■ Exercise: Could you return the entire listing below exactly as written?

■ Material provided:
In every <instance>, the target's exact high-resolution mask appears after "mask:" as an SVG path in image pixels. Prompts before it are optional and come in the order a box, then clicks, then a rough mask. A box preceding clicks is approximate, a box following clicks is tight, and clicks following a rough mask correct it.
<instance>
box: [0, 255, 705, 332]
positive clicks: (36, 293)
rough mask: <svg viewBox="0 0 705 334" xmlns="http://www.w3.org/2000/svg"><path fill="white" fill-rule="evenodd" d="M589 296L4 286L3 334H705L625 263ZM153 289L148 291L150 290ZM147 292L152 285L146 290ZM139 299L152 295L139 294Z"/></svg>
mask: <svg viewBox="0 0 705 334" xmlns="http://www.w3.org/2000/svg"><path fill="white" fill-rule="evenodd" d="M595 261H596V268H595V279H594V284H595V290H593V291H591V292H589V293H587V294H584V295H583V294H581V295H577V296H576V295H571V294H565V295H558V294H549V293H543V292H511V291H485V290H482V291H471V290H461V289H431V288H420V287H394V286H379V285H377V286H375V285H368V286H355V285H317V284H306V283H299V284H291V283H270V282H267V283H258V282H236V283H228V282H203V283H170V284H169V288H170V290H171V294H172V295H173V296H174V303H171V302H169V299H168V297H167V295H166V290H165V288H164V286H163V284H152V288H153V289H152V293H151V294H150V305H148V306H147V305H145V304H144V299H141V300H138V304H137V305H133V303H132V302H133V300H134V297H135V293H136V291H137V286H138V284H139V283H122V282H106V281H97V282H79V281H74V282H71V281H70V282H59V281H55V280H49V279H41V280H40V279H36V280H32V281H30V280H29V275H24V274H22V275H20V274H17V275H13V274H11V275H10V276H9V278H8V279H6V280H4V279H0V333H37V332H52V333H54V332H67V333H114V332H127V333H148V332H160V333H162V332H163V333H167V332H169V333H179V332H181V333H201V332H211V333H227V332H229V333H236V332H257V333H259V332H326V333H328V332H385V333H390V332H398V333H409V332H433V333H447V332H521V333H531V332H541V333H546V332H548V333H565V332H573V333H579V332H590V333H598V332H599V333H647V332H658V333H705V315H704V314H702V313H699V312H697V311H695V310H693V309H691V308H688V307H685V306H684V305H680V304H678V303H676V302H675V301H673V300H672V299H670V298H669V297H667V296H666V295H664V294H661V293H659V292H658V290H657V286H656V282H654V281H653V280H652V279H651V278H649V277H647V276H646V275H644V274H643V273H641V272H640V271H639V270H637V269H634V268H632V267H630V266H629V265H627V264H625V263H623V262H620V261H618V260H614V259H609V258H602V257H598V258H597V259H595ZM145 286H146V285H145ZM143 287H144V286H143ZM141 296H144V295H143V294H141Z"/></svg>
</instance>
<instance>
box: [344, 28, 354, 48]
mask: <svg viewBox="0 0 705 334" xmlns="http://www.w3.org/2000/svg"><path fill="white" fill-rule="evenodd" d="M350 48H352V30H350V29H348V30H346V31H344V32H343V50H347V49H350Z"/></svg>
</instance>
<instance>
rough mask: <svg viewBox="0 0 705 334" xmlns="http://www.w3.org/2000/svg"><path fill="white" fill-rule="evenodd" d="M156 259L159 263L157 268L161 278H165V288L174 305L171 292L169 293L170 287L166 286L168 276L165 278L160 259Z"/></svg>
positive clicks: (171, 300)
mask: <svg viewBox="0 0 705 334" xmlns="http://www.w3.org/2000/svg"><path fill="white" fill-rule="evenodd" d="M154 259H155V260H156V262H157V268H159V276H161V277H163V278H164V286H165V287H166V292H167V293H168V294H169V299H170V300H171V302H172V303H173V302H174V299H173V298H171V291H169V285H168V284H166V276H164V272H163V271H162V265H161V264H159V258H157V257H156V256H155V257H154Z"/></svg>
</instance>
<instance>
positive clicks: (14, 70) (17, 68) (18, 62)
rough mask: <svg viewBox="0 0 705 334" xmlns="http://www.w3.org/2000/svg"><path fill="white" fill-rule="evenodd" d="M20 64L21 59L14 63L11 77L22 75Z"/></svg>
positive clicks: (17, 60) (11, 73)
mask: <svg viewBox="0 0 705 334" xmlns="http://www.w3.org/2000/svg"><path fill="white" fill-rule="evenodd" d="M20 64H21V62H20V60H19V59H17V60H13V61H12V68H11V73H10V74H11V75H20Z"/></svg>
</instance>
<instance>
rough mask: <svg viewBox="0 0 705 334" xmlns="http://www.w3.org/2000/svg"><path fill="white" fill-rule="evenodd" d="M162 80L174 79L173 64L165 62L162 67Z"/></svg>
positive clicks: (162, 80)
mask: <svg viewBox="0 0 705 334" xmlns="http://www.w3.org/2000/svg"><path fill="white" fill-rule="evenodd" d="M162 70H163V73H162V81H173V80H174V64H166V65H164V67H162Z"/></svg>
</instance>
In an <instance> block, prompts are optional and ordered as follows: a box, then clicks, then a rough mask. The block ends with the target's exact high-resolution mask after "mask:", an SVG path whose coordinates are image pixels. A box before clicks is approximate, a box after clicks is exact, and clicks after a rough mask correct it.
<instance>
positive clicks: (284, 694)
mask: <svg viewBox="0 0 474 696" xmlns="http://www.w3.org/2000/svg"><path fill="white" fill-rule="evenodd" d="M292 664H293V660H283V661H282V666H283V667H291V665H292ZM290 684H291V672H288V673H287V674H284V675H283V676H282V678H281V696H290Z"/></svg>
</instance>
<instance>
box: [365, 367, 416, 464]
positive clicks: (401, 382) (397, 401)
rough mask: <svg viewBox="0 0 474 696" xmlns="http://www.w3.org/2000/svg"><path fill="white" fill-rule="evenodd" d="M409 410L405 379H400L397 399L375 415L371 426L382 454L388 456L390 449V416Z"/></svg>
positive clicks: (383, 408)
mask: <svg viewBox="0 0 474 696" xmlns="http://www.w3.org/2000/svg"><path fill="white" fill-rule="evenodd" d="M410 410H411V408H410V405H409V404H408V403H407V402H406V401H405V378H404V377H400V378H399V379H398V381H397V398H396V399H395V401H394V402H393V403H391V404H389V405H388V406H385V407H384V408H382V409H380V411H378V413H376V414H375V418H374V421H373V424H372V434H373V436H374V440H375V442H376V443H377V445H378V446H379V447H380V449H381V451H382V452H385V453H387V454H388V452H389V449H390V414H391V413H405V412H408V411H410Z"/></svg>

■ Completed exercise:
In every <instance>, the target's exact high-resolution mask appears after "mask:" as an SVG path in image pixels. Prompts before it are optional and come in the order a box, then clicks, then a rough mask. A box preceding clicks is approximate, a box following clicks is tight, and clicks following a rough mask correct it.
<instance>
box: [0, 255, 705, 332]
positive clicks: (36, 293)
rough mask: <svg viewBox="0 0 705 334" xmlns="http://www.w3.org/2000/svg"><path fill="white" fill-rule="evenodd" d="M589 296L4 286L3 334H705L625 263ZM153 289L148 291L150 290ZM147 292L152 285L146 290ZM139 299L152 295L139 294Z"/></svg>
mask: <svg viewBox="0 0 705 334" xmlns="http://www.w3.org/2000/svg"><path fill="white" fill-rule="evenodd" d="M595 261H596V268H595V279H594V284H595V290H593V291H591V292H589V293H587V294H584V295H583V294H581V295H577V296H576V295H571V294H565V295H558V294H549V293H543V292H511V291H485V290H482V291H471V290H461V289H431V288H420V287H394V286H379V285H377V286H375V285H368V286H355V285H317V284H306V283H299V284H291V283H270V282H267V283H258V282H236V283H228V282H203V283H170V284H169V288H170V290H171V294H172V295H173V296H174V303H171V302H169V299H168V297H167V295H166V290H165V288H164V286H163V284H152V288H153V289H152V293H151V294H150V305H148V306H147V305H145V304H144V299H141V300H138V304H137V305H133V303H132V302H133V300H134V297H135V293H136V291H137V286H138V284H139V283H122V282H106V281H97V282H79V281H74V282H71V281H70V282H59V281H55V280H49V279H41V280H40V279H36V280H32V281H30V280H29V275H24V274H22V275H20V274H17V275H13V274H11V275H10V276H9V278H8V279H6V280H4V279H0V333H37V332H52V333H54V332H67V333H114V332H127V333H148V332H160V333H162V332H163V333H167V332H169V333H179V332H181V333H201V332H211V333H227V332H229V333H236V332H257V333H259V332H326V333H328V332H385V333H390V332H398V333H409V332H433V333H447V332H521V333H531V332H541V333H546V332H548V333H565V332H573V333H579V332H590V333H598V332H599V333H647V332H658V333H705V315H704V314H702V313H699V312H697V311H695V310H693V309H691V308H688V307H685V306H684V305H680V304H678V303H676V302H675V301H673V300H672V299H670V298H669V297H667V296H666V295H664V294H661V293H659V292H658V290H657V286H656V282H654V281H653V280H652V279H651V278H649V277H647V276H646V275H644V274H643V273H641V272H640V271H639V270H637V269H634V268H632V267H630V266H629V265H627V264H625V263H623V262H620V261H618V260H614V259H609V258H602V257H598V258H597V259H595ZM145 286H146V285H145ZM143 287H144V286H143ZM141 296H144V295H143V294H141Z"/></svg>
</instance>
<instance>
box: [344, 28, 354, 48]
mask: <svg viewBox="0 0 705 334" xmlns="http://www.w3.org/2000/svg"><path fill="white" fill-rule="evenodd" d="M350 48H352V30H350V29H348V30H346V31H344V32H343V50H347V49H350Z"/></svg>
</instance>
<instance>
rough mask: <svg viewBox="0 0 705 334" xmlns="http://www.w3.org/2000/svg"><path fill="white" fill-rule="evenodd" d="M156 259L159 263L157 268L161 278H165V288L174 305L171 292L169 293L170 287L166 286L168 276L165 278L160 259Z"/></svg>
positive clicks: (171, 300)
mask: <svg viewBox="0 0 705 334" xmlns="http://www.w3.org/2000/svg"><path fill="white" fill-rule="evenodd" d="M154 259H155V260H156V262H157V268H159V276H161V277H163V278H164V286H165V287H166V292H167V293H168V294H169V299H170V300H171V302H172V303H173V302H174V299H173V298H171V291H169V285H168V284H166V276H164V272H163V271H162V265H161V264H159V258H157V257H156V256H155V257H154Z"/></svg>
</instance>
<instance>
positive clicks: (14, 70) (17, 68) (18, 62)
rough mask: <svg viewBox="0 0 705 334" xmlns="http://www.w3.org/2000/svg"><path fill="white" fill-rule="evenodd" d="M20 64L21 59L14 63L11 77L22 75Z"/></svg>
positive clicks: (17, 60) (11, 73)
mask: <svg viewBox="0 0 705 334" xmlns="http://www.w3.org/2000/svg"><path fill="white" fill-rule="evenodd" d="M20 64H21V62H20V60H19V59H17V60H13V61H12V68H11V73H10V74H11V75H20Z"/></svg>
</instance>
<instance>
rough mask: <svg viewBox="0 0 705 334" xmlns="http://www.w3.org/2000/svg"><path fill="white" fill-rule="evenodd" d="M162 80L174 79L173 64L165 62L162 67Z"/></svg>
positive clicks: (162, 80)
mask: <svg viewBox="0 0 705 334" xmlns="http://www.w3.org/2000/svg"><path fill="white" fill-rule="evenodd" d="M162 70H163V73H162V81H173V80H174V64H166V65H164V67H162Z"/></svg>
</instance>
In an <instance> block, prompts are optional and ordered as follows: a box, then clicks, then a rough mask. The block ends with the target's exact high-resolution mask after "mask:", an SVG path whose coordinates are image pixels. A box before clicks is approximate, a box after clicks is exact, and clicks after a rough mask correct it.
<instance>
positive clicks: (284, 694)
mask: <svg viewBox="0 0 474 696" xmlns="http://www.w3.org/2000/svg"><path fill="white" fill-rule="evenodd" d="M292 664H293V660H283V661H282V666H283V667H291V665H292ZM290 684H291V672H288V673H287V674H284V675H283V676H282V678H281V696H290Z"/></svg>
</instance>
<instance>
box: [365, 367, 416, 464]
positive clicks: (401, 382) (397, 401)
rough mask: <svg viewBox="0 0 474 696" xmlns="http://www.w3.org/2000/svg"><path fill="white" fill-rule="evenodd" d="M409 410L405 379H400L397 399L375 415L371 426L382 454L388 456L390 449V416Z"/></svg>
positive clicks: (383, 408)
mask: <svg viewBox="0 0 474 696" xmlns="http://www.w3.org/2000/svg"><path fill="white" fill-rule="evenodd" d="M410 410H411V408H410V405H409V404H408V403H407V402H406V401H405V378H404V377H400V378H399V379H398V381H397V398H396V399H395V401H394V402H393V403H391V404H389V405H388V406H385V407H384V408H382V409H380V411H378V413H376V414H375V418H374V421H373V424H372V434H373V436H374V440H375V442H376V443H377V445H378V446H379V447H380V449H381V451H382V452H385V453H387V454H388V452H389V449H390V414H391V413H405V412H408V411H410Z"/></svg>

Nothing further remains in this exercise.